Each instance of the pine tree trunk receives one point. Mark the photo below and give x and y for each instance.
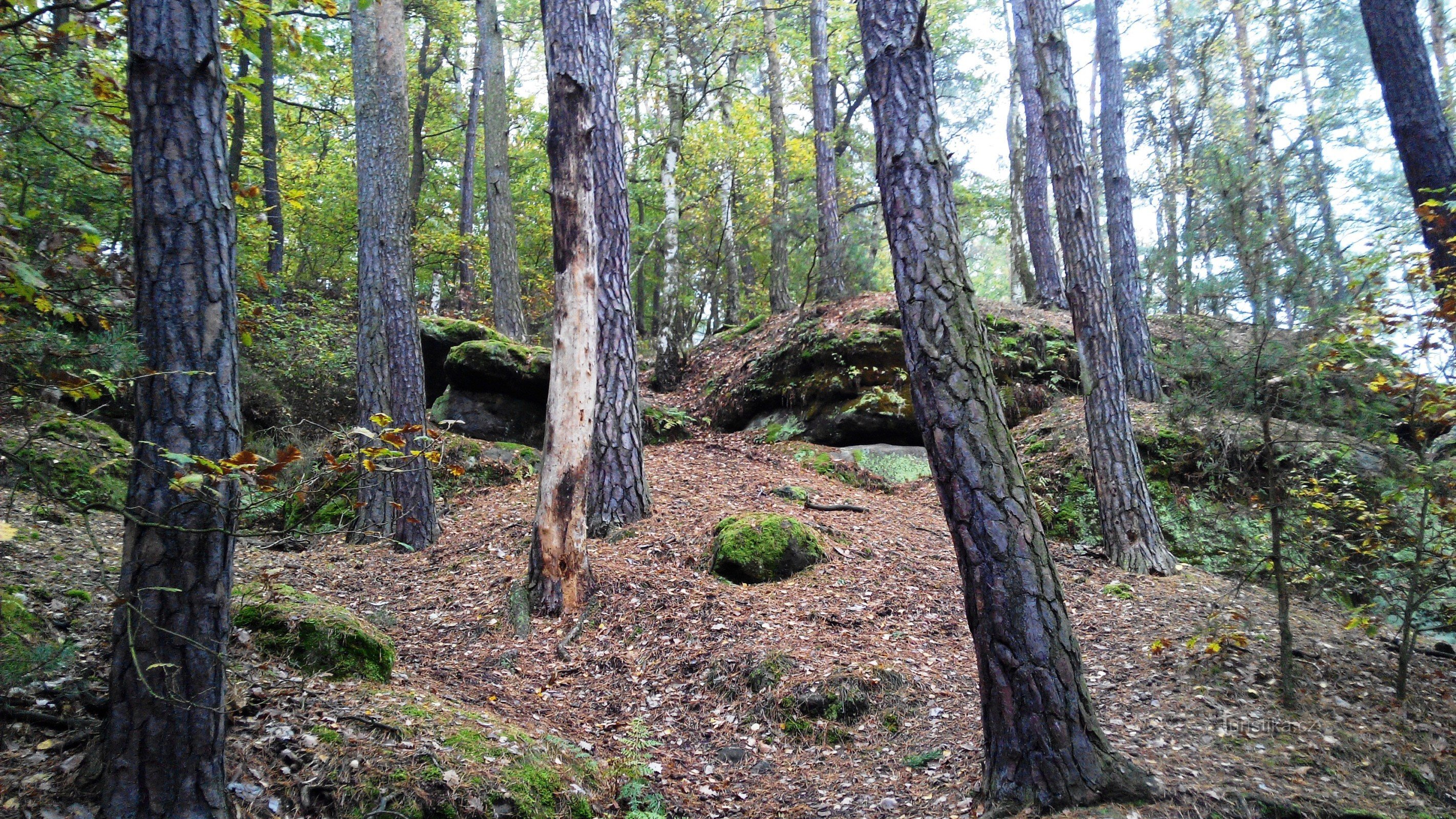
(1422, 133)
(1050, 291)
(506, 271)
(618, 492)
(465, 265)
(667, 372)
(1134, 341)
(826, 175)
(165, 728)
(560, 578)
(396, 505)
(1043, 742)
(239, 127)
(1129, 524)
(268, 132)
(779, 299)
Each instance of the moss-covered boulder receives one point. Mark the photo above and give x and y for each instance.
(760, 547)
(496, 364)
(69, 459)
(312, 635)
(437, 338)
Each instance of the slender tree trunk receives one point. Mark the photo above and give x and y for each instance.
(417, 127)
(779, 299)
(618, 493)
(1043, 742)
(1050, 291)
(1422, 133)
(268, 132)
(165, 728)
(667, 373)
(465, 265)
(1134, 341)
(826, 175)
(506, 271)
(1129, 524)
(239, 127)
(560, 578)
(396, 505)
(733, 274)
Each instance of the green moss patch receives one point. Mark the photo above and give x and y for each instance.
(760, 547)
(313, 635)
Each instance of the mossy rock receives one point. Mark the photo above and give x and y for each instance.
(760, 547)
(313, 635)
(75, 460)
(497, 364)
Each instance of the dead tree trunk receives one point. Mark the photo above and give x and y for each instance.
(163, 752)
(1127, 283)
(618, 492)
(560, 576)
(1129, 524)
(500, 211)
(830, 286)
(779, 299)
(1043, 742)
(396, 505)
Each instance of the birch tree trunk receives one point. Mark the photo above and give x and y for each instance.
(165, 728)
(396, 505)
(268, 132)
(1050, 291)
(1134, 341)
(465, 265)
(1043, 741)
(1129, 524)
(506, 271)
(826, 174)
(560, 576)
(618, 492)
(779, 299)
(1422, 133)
▬▬▬▬▬▬
## The problem
Set out each line of all the rows above as a numbered list, skipping any blank lines and leaving out the pictures.

## Finished task
1. Each instance of the pine tree trunk receives one point. Mark the photo below and give x and y for each instance.
2. (1422, 133)
3. (1050, 291)
4. (506, 271)
5. (618, 492)
6. (465, 265)
7. (667, 372)
8. (1134, 341)
9. (826, 175)
10. (165, 728)
11. (560, 578)
12. (396, 505)
13. (1043, 742)
14. (239, 127)
15. (1129, 524)
16. (268, 132)
17. (779, 299)
18. Each instance of the moss-covered boulder receives one point. Mark the photo above and give x and y for each instance.
19. (760, 547)
20. (496, 364)
21. (69, 459)
22. (312, 635)
23. (437, 338)
24. Each instance of the slender tree trunk receives one point. Mark the photo above and give x and y for each instance.
25. (417, 127)
26. (779, 299)
27. (618, 493)
28. (1043, 742)
29. (1050, 291)
30. (1422, 133)
31. (268, 132)
32. (165, 728)
33. (667, 373)
34. (465, 265)
35. (1134, 341)
36. (826, 175)
37. (506, 271)
38. (1129, 524)
39. (239, 127)
40. (560, 578)
41. (396, 505)
42. (733, 274)
43. Each instance of the green moss patch receives one point. Mark the photo above and give x and y for each instance.
44. (760, 547)
45. (313, 635)
46. Each instance of the mossy rock receives one point. Mark the photo above and give x and y for each instance.
47. (760, 547)
48. (313, 635)
49. (75, 460)
50. (497, 364)
51. Each instance of the dead tree trunk receives one point. Mark the photo above and give x and y for each instance.
52. (163, 752)
53. (1127, 283)
54. (618, 492)
55. (560, 576)
56. (1129, 524)
57. (500, 211)
58. (830, 286)
59. (779, 299)
60. (1043, 742)
61. (396, 505)
62. Each instance of the birch tree trunk receives one point. Mark the photo above and give x and y for each instance.
63. (165, 728)
64. (396, 505)
65. (268, 132)
66. (1050, 291)
67. (1134, 341)
68. (465, 265)
69. (1043, 741)
70. (1129, 524)
71. (506, 271)
72. (826, 174)
73. (560, 576)
74. (618, 492)
75. (779, 299)
76. (1422, 133)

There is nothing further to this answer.